[Source material]
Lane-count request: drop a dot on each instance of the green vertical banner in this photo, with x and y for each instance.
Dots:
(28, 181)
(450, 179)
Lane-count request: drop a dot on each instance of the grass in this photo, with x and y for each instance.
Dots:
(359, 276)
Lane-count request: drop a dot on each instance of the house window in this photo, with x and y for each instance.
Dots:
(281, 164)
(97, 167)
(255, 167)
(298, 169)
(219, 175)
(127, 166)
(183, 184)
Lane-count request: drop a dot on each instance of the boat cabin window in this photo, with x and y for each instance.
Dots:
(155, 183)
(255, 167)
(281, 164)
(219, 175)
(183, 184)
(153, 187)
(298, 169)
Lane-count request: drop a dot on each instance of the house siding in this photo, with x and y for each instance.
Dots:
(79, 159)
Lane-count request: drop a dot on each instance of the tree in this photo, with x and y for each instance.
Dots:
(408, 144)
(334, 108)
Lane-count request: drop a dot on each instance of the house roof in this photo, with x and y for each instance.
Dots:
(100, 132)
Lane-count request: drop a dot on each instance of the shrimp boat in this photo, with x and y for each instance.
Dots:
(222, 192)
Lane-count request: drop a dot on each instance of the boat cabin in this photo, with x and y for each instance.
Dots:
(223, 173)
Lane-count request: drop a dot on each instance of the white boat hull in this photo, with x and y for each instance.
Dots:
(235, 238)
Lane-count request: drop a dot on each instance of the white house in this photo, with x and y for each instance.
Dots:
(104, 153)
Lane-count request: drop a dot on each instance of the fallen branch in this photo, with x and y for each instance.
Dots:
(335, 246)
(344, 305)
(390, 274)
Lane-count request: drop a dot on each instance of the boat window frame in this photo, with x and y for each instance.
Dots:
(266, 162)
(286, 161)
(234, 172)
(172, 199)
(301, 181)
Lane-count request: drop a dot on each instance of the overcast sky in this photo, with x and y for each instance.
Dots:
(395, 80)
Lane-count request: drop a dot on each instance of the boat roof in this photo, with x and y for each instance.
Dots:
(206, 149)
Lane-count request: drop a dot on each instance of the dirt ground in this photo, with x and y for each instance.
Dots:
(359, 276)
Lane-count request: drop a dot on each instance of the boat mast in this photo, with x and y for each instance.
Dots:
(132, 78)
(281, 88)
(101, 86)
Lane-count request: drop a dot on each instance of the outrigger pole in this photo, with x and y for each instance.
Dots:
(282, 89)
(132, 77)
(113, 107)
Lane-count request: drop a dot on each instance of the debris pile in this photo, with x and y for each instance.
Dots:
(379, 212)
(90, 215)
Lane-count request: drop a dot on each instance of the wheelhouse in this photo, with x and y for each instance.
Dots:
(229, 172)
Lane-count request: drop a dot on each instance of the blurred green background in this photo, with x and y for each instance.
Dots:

[Given task] Reproduce all of the data above with every "Dots" replaced by "Points", changing nothing else.

[Problem solution]
Lane-count request: drop a dot on each instance of the green vertical banner in this photo, with x and y for each instance.
Points:
(28, 181)
(450, 179)
Lane-count request: drop a dot on each instance of the grass in this photo, with x and y for each instance.
Points:
(359, 276)
Lane-count request: drop a dot on each instance of the house window in this photo, with x and y for each instance.
Points:
(281, 164)
(97, 167)
(255, 167)
(298, 169)
(219, 175)
(127, 166)
(183, 184)
Lane-count request: drop a dot on each instance of the boat cabin window in this photo, with x and y for each instance.
Points:
(155, 183)
(255, 167)
(281, 164)
(219, 175)
(183, 184)
(153, 187)
(298, 169)
Lane-count request: drop a dot on each instance of the house siding in this photo, with x and y for each instance.
Points:
(79, 159)
Lane-count request: drop a dot on each instance of the tree in this photo, with x and y for each instance.
Points:
(408, 144)
(334, 108)
Lane-count request: drop a dot on each instance of the house roof in this photo, with x and y for each instance.
Points:
(100, 132)
Lane-count request: drop a dot on each instance of the shrimp boat in this photo, with x and y for each instance.
Points:
(222, 192)
Lane-count request: drop a dot on each instance of the boat cabin in this photo, with x and y for each instance.
Points:
(223, 173)
Lane-count request: drop a dot on each instance of the white boat hull in this photo, with x and y for each instance.
Points:
(235, 238)
Lane-count request: drop a dot on each instance of the white house in this photo, with x and y for each instance.
Points:
(104, 153)
Lane-count request: drop a dot on each instance of the fallen branch in this photo, with x and y for each instance.
Points:
(335, 246)
(344, 305)
(390, 274)
Lane-count request: drop a dot on each instance of the boat window frame in this photo, with x and y for each instance.
Points:
(266, 162)
(286, 161)
(234, 172)
(172, 199)
(301, 181)
Lane-count request: drop a dot on each instance of the overcast sky in this photo, with x and y for each instance.
Points:
(395, 80)
Lane-count request: drop a dot on each instance of the boat roof in this photo, with x and y for each instance.
Points:
(206, 149)
Lane-count request: drop a dot on each instance of the dirt ground in this photo, with x and y for each instance.
Points:
(359, 276)
Lane-count request: drop a dot on each instance of the boat mast in this photo, with x and y for each instance.
Points:
(132, 78)
(281, 88)
(101, 86)
Lane-count request: drop a dot on each instance of the outrigger pole in this photo, with x and y for each instance.
Points:
(282, 89)
(132, 77)
(113, 107)
Lane-count request: drop a dot on each instance of the debris pile in this photo, with x and y for each instance.
Points:
(379, 212)
(90, 215)
Lane-count request: drop a dot on each instance of the wheelhouse in this photo, with x and y for each instance.
Points:
(229, 172)
Lane-count request: drop a dot on each instance of the blurred green background in this photo, with x and y for each instance.
Points:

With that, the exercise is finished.